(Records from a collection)

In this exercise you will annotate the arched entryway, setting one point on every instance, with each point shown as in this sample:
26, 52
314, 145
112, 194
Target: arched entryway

### Goal of the exercise:
Output every line of the data above unchanged, in the same order.

### Written answer:
In this exercise you will annotate the arched entryway, setting one point on every instance, with each point shown as in this sample:
26, 52
314, 145
112, 194
Target: arched entryway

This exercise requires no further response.